Leave no line out; reproduce the listing exactly.

□ □ □ □ □

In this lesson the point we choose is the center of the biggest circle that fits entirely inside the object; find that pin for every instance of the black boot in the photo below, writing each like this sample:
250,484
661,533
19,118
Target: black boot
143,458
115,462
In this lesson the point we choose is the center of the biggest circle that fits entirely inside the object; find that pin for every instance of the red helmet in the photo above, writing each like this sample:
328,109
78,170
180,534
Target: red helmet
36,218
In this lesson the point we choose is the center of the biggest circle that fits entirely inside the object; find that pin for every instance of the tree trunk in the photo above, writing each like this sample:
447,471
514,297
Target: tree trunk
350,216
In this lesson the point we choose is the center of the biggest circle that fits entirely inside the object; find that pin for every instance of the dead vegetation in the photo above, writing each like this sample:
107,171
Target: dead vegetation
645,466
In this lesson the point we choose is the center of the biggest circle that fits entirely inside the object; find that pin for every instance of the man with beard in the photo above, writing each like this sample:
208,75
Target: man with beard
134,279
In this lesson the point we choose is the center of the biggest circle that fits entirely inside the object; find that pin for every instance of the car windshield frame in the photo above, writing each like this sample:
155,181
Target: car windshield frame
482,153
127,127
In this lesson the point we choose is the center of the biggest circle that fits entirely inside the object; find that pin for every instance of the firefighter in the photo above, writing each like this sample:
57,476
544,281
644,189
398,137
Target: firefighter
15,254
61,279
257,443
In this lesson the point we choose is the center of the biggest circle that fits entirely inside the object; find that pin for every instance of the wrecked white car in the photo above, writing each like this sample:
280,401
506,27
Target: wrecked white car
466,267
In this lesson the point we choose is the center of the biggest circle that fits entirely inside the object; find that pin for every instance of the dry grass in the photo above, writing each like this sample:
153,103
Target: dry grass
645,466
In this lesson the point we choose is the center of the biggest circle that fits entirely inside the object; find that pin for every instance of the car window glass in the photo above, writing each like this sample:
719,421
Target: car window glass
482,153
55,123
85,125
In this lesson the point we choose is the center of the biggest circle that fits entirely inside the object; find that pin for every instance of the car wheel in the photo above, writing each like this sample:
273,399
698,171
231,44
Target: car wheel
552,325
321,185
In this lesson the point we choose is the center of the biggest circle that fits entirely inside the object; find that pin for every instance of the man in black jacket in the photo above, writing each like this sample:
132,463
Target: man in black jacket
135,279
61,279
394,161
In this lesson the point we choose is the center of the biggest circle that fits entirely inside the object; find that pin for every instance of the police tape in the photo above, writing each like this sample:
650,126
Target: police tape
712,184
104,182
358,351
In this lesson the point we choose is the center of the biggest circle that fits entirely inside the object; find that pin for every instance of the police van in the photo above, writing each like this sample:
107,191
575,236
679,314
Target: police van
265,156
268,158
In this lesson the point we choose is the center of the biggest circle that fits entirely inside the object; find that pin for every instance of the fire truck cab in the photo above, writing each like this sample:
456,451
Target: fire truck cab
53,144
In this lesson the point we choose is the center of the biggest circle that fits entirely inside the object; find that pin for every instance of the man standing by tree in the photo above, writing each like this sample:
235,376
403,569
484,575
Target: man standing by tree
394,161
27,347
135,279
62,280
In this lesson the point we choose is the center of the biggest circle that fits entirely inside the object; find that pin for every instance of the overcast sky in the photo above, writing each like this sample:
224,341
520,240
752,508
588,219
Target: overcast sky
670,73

□ □ □ □ □

Output:
In this lesson the point we choose is the center of the biggest circle that fits entirely inside the object; find that pin for every instance of the black boot in the photo below, writing each like this sample:
250,484
661,533
19,118
Target: black boot
143,458
115,462
In this lesson the point we choose is the center of the biggest circle that fits entirely inside the object; find that pin for every instance of the red helmet in the photo above, writing each like this sample:
328,109
78,170
180,534
Target: red helmet
36,218
In this lesson the point we choose is the center of the biggest circle that fits entirely inside the object; find that pin for every instance of the tree trunk in the photo above, writing each like this sample:
447,471
514,297
Target: tree trunk
350,216
In this lesson the point we choose is the center of the biggest circle that fits entirely inside the object; find that pin for every instance of the dead vegetation in the photo above, writing each like this sample:
107,171
Target: dead vegetation
645,466
In this lesson the point we choose is the center of the biggest circle that fits entirely inside the object; find that pin for every instance of the man with beard in the photo above, writing each like this sample:
208,75
Target: man with beard
134,279
In this lesson the point we choose is the center of the biggest circle that fits entirely inside the object; find that pin for every instance of the car windshield frame in the photo above, writing each like this sample:
155,181
Target: car windshield frame
482,153
127,127
In this lesson the point we choose is the center of the biggest circle that fits entirely inside the object; find that pin for every instance of the firefighter in the photo above, writing each like this sample:
57,476
544,281
644,189
398,137
Target: firefighter
15,254
61,279
257,443
In this lesson the point we choose is the center of the biggest circle that fits entirely inside the object; find that pin for every instance of the wrecked white car in the photo above, writing each like this sample:
280,401
506,27
Target: wrecked white car
466,267
In this lesson the point we choose is the center of the biggest circle that fits entirely inside the object; find that pin for every instance of the dry grass in the photo above, writing each like this sample:
153,103
Target: dry grass
645,466
In this lesson the point we choose is the center of the biggest circle that fits entirely inside the object; find that pin for every instance of the car window glass in the photo above, writing each like this sample:
719,421
Target: car window glass
482,153
55,123
85,125
In this lesson the point we choose is the center of the biggest circle that fits entirely inside the object; find that pin for every instance of the car wheel in the photo above, writing each like this sample:
273,399
698,171
231,44
Target: car wheel
552,325
321,185
In this lesson the point we choose is the center of the biggest circle that fits entirely inside the object; find that pin for every instance of the man in black jacket in the photo above, writing each like this sample:
132,463
Target: man in black jacket
135,279
61,279
394,161
In this lesson the point we choose is the center of the biggest circle that fits entirely inside the object; find that pin for every instance of the police tape in the photo above, writing each like this sample:
650,126
Target: police tape
712,184
104,182
358,351
In this lesson the point we choose is the center of the biggest circle that fits entirely inside the object; find that pin for every instance of the police van in the photo above, writing each like this sample:
107,191
575,236
679,314
Target: police van
265,156
268,158
In this lesson the point we choose is the center of the biggest circle that fits entirely inside the object; find that pin for every instance of the fire truck cab in the photo above, writing each like this sample:
456,451
Target: fire truck cab
53,144
In this lesson the point we choose is the center of the biggest circle that fits entirely inside the object; find that pin for every instance of the man standing by tree in the photo above, writing each like this sample:
235,376
403,569
484,575
Target: man standing by tree
394,161
27,347
135,279
62,280
In this lesson the point we choose is the center of the biggest circle that fits entirely inside the object; find that pin for every instance of the overcast sky in the photo above, writing each like this sample:
224,341
520,240
752,508
588,219
Target: overcast sky
670,73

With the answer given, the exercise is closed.